Why go to Linz (Salzburg)?
Linz's architectural draws include Linz Castle and Neuer Dom, Austria's biggest church
There's not much to see in Linz compared to nearby must-visit destinations of Salzburg (a two-hour drive)
Linz is a great base for excursions to Salzburg or the Austrian Lake District
Linz (Salzburg) Cruise Port Facilities?
There is no cruise terminal, but downtown Linz is easily walkable (or cyclable) from the Donaupark where you're docked. It's a gentle 10-minute walk into the Hauptplatz (main square), where there are banks and ATMs. The tourist information center is here, as well. (Hauptplatz 1, 4020 Linz, Austria; +43 732 7070 2009; open seven days a week from 10 a.m. to 7 p.m.) Many river cruise ships offer free Wi-Fi onboard as do many cafes in Linz.
If you decide to stick around in Linz and want to see some of the sights, a Linz Card (www.linztourismus.at/linzcard/) is available from the tourist information center on the Hauptplatz. The City Ticket will gain you access to several of the city's attractions for one price (about EUR20 per person), and you'll get a restaurant voucher, to boot. On the "for free" list are a number of museums, and there are discounted entries to a number of other spots including the Botanical Gardens. (Roseggerstrasse 20-22, Linz; open 8 a.m. to dusk, daily, closed from December 24 through January 6) A sightseeing tour of the city on the Linz City Express Train is also included.
One of the top two architectural stops in Linz is Linz Castle and its museum. (Schlossberg 1, Linz; open 9 a.m. to 6 p.m. Tuesday, Wednesday and Friday, until 9 p.m. Thursday, and from 10 a.m. to 5 p.m. on Saturday and Sunday) A castle was first documented on the site as early as the eighth century. The current castle was built in 1477 by Emperor Friedrich III, went through various redesigns and expansions, and was restored following World War II. It contains permanent art exhibitions, showcasing the region's art from the Middle Ages to the present day as well as weaponry and other collections.
The other architectural draw is the Mariendom, also known as the Neuer Dom (New Cathedral), the biggest church in Austria. (Herrenstrasse 26, Linz; open Monday to Saturday 7:30 a.m. to 7 p.m., Sunday 8 a.m. to 7 p.m.) Construction on the New Cathedral began in the mid-19th century and the church was completed in 1924. In addition to a stadium-like capacity of 20,000, the church is a neo-Gothic wonder of soaring spires, buttresses and stained-glass windows.
Good to Know?
Linz is very safe, particularly in the main tourist areas, but as you would in any sizable city, beware of pickpockets, and always keep your belongings safe. Taking a few common sense precautions should be all you need to do to stay safe. Avoid carrying around large amounts of money or wearing flashy jewelry. Keep a close eye on valuables in crowded, public areas, as these are the places where pickpockets generally operate.
Emergency phone numbers in Linz (or anywhere in Austria) are: 133 for the police, 122 for the fire department and 144 for an ambulance. The European Mobile Emergency number is 112 from any mobile phone.
On foot: It's a short, approximately 10-minute stroll up a green, rolling bank into Linz's Hauptplatz, or Main Square.
By bike: The commute into Linz is even shorter if your river cruise ship offers bicycles for use. You can easily get around and see the town's sights in an hour or so.

Task prompt –
Write out the Linz port guide above word for word, from "If you decide" to "is also included.".

Recorded data –
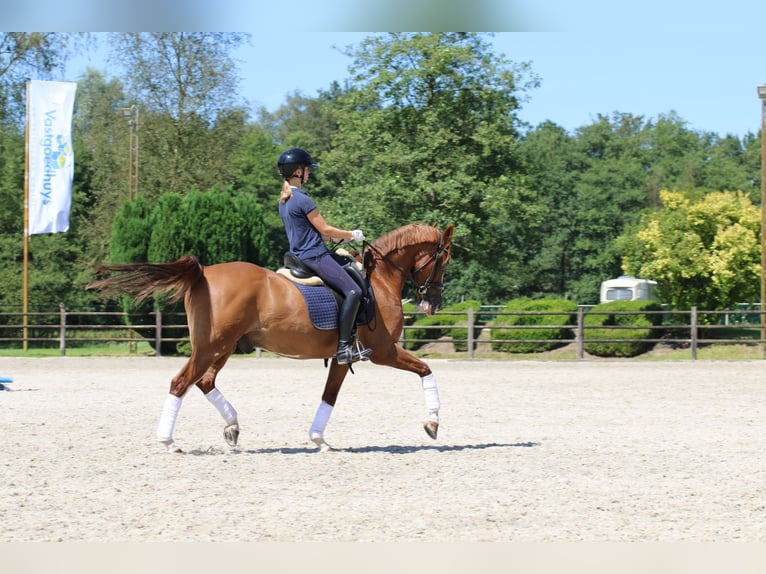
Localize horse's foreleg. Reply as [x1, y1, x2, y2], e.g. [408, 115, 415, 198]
[157, 394, 183, 452]
[205, 387, 239, 448]
[197, 355, 239, 448]
[309, 401, 332, 452]
[309, 359, 348, 452]
[372, 345, 441, 439]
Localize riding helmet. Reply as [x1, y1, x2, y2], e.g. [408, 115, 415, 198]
[277, 147, 316, 178]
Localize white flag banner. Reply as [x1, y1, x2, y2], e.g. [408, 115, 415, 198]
[27, 80, 77, 235]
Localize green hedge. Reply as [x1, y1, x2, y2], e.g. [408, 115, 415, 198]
[404, 300, 481, 352]
[583, 301, 662, 357]
[490, 297, 577, 353]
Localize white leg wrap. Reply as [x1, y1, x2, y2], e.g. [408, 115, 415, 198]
[309, 401, 332, 440]
[205, 389, 237, 425]
[421, 373, 441, 414]
[157, 394, 181, 443]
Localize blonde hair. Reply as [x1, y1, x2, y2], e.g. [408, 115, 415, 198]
[279, 180, 293, 207]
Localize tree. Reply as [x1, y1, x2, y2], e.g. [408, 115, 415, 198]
[322, 33, 536, 306]
[111, 32, 248, 198]
[617, 190, 761, 310]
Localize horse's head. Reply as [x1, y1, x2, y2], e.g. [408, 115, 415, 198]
[365, 224, 455, 315]
[410, 225, 455, 315]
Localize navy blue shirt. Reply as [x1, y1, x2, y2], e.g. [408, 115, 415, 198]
[279, 187, 327, 259]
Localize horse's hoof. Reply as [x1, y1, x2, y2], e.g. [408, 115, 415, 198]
[160, 440, 184, 454]
[311, 436, 335, 452]
[223, 423, 239, 448]
[423, 420, 439, 440]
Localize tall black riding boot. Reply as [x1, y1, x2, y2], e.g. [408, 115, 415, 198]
[335, 291, 372, 365]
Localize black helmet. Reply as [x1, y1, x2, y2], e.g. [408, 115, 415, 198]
[277, 147, 317, 178]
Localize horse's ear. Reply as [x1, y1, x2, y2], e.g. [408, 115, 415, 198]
[362, 249, 375, 273]
[442, 225, 455, 245]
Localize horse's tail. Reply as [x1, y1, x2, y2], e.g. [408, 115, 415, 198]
[85, 255, 203, 303]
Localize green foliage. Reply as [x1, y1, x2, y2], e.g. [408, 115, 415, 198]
[490, 297, 577, 353]
[322, 32, 539, 304]
[583, 301, 662, 357]
[617, 190, 761, 310]
[405, 301, 481, 351]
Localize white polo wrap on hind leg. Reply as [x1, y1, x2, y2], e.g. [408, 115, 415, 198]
[205, 389, 237, 425]
[157, 394, 182, 442]
[421, 373, 441, 414]
[309, 401, 332, 439]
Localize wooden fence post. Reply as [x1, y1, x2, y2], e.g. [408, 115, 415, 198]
[154, 308, 162, 357]
[689, 307, 697, 360]
[468, 307, 474, 361]
[59, 303, 66, 357]
[577, 305, 585, 361]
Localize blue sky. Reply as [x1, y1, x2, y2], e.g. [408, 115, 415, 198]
[2, 0, 766, 137]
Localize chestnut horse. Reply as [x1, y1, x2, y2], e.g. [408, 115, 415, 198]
[87, 224, 454, 452]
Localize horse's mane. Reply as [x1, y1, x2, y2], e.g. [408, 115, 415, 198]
[372, 223, 439, 255]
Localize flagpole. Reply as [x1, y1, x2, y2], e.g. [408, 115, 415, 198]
[21, 80, 29, 351]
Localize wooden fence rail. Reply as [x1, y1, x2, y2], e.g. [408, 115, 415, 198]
[0, 304, 766, 359]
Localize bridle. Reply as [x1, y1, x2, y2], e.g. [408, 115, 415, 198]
[364, 236, 449, 297]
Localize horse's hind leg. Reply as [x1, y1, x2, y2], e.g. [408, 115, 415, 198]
[309, 359, 348, 452]
[157, 353, 222, 452]
[197, 356, 239, 448]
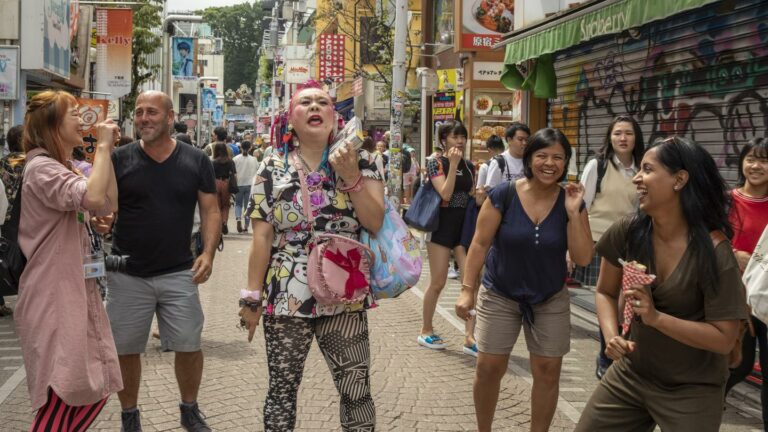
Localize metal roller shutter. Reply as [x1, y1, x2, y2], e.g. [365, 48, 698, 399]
[548, 0, 768, 183]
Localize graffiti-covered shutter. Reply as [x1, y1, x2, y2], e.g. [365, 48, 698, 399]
[549, 0, 768, 183]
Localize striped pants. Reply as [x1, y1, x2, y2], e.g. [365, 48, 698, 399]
[264, 312, 376, 432]
[29, 388, 108, 432]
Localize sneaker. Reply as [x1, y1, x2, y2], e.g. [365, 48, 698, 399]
[463, 343, 477, 358]
[416, 335, 446, 349]
[120, 409, 141, 432]
[448, 267, 459, 279]
[179, 402, 211, 432]
[0, 305, 13, 316]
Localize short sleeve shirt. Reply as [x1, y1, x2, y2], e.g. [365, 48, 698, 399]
[112, 141, 216, 277]
[597, 217, 747, 386]
[427, 156, 475, 208]
[247, 154, 381, 318]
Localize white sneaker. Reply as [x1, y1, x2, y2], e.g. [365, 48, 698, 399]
[448, 267, 459, 279]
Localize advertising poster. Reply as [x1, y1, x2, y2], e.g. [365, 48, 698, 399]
[0, 46, 19, 100]
[96, 9, 133, 99]
[42, 0, 70, 78]
[317, 34, 345, 82]
[172, 37, 196, 79]
[77, 98, 109, 163]
[461, 0, 515, 51]
[200, 88, 216, 112]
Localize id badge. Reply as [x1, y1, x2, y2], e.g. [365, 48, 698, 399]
[83, 253, 107, 279]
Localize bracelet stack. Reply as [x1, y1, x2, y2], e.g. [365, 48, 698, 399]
[337, 173, 363, 192]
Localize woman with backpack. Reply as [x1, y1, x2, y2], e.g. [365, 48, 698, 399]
[14, 90, 123, 431]
[576, 116, 645, 379]
[416, 122, 477, 356]
[213, 143, 239, 234]
[725, 138, 768, 430]
[576, 137, 747, 432]
[456, 128, 593, 432]
[240, 82, 384, 431]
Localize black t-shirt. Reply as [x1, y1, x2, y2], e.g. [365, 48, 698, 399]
[112, 141, 216, 277]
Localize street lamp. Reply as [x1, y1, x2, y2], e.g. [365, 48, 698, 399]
[163, 15, 203, 98]
[196, 77, 219, 147]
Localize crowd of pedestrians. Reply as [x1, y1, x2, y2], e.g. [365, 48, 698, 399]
[0, 82, 768, 432]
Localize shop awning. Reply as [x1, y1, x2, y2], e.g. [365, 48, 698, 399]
[495, 0, 718, 97]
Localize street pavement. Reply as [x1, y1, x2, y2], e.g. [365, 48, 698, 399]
[0, 228, 761, 431]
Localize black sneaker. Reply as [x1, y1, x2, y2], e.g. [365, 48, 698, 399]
[120, 410, 141, 432]
[179, 403, 211, 432]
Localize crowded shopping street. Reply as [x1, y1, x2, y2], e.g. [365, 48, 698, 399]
[0, 0, 768, 432]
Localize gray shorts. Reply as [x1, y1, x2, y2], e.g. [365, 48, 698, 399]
[475, 285, 571, 357]
[107, 270, 205, 355]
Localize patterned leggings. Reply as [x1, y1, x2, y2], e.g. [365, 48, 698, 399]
[264, 312, 376, 432]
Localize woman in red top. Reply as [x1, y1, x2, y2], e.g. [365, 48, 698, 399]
[725, 138, 768, 430]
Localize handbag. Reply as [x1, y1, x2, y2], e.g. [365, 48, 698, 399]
[405, 160, 443, 232]
[291, 154, 375, 305]
[227, 164, 240, 193]
[0, 154, 48, 296]
[360, 199, 422, 300]
[742, 227, 768, 322]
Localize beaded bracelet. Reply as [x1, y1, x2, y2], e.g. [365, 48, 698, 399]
[337, 173, 363, 192]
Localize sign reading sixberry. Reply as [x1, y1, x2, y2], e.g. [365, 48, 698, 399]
[317, 34, 345, 82]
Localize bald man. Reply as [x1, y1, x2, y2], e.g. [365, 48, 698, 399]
[107, 91, 221, 432]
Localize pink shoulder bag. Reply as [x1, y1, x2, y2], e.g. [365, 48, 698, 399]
[291, 153, 374, 305]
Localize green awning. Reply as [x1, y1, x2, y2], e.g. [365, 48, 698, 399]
[497, 0, 719, 95]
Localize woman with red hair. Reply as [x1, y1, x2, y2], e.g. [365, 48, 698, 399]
[240, 85, 384, 431]
[14, 90, 123, 431]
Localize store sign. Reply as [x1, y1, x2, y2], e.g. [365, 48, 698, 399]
[96, 9, 133, 99]
[460, 0, 515, 51]
[0, 46, 19, 100]
[77, 99, 109, 162]
[472, 62, 504, 82]
[285, 60, 310, 84]
[317, 34, 346, 82]
[20, 0, 70, 79]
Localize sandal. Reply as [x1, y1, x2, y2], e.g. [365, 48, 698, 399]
[416, 334, 446, 350]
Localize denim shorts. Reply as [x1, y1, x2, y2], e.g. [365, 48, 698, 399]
[107, 270, 205, 355]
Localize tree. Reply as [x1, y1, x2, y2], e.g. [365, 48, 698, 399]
[122, 0, 163, 124]
[203, 2, 264, 89]
[315, 0, 421, 115]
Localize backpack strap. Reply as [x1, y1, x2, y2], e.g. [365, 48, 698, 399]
[595, 157, 608, 194]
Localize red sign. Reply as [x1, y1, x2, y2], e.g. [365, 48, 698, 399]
[317, 34, 345, 82]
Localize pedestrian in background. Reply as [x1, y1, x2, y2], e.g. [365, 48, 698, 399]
[213, 143, 237, 234]
[417, 122, 477, 355]
[107, 91, 221, 432]
[15, 90, 123, 431]
[240, 83, 384, 432]
[456, 129, 593, 432]
[576, 116, 645, 379]
[0, 125, 26, 317]
[725, 138, 768, 430]
[576, 137, 747, 432]
[232, 141, 259, 233]
[485, 123, 531, 190]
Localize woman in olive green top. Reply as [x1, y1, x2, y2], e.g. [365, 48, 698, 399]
[576, 137, 746, 432]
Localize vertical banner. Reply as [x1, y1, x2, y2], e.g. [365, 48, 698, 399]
[459, 0, 515, 51]
[0, 46, 19, 100]
[171, 37, 197, 79]
[77, 98, 109, 163]
[317, 34, 346, 83]
[96, 9, 133, 99]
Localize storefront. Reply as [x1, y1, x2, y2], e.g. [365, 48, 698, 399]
[498, 0, 768, 182]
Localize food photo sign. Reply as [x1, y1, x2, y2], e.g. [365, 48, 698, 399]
[460, 0, 515, 51]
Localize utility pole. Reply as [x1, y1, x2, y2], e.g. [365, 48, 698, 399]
[387, 0, 408, 210]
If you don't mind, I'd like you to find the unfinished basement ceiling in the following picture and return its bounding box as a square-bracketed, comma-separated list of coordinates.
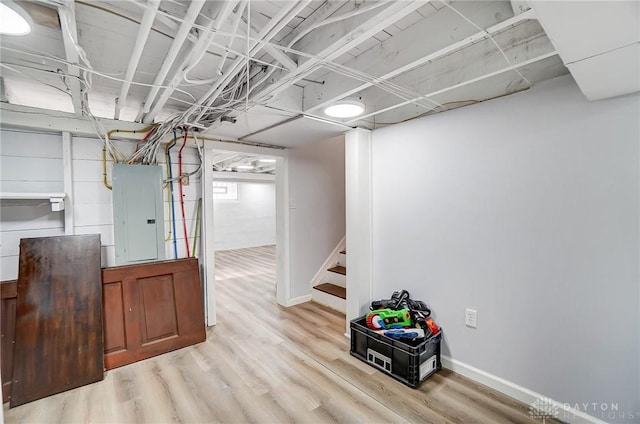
[1, 0, 584, 147]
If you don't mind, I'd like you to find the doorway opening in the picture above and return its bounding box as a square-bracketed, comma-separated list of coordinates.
[203, 146, 289, 326]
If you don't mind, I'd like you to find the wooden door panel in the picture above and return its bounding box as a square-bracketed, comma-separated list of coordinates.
[0, 281, 18, 402]
[102, 281, 127, 355]
[102, 258, 206, 369]
[138, 274, 178, 346]
[11, 234, 104, 407]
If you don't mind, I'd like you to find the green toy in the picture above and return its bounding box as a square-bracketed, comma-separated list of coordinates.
[367, 309, 411, 330]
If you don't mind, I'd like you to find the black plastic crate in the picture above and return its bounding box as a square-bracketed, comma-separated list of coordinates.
[350, 315, 442, 388]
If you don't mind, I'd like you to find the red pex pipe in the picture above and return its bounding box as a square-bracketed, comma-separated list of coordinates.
[178, 130, 191, 258]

Response –
If you decide to stick around in Linz and want to see some of the sights, a Linz Card (www.linztourismus.at/linzcard/) is available from the tourist information center on the Hauptplatz. The City Ticket will gain you access to several of the city's attractions for one price (about EUR20 per person), and you'll get a restaurant voucher, to boot. On the "for free" list are a number of museums, and there are discounted entries to a number of other spots including the Botanical Gardens. (Roseggerstrasse 20-22, Linz; open 8 a.m. to dusk, daily, closed from December 24 through January 6) A sightseeing tour of the city on the Linz City Express Train is also included.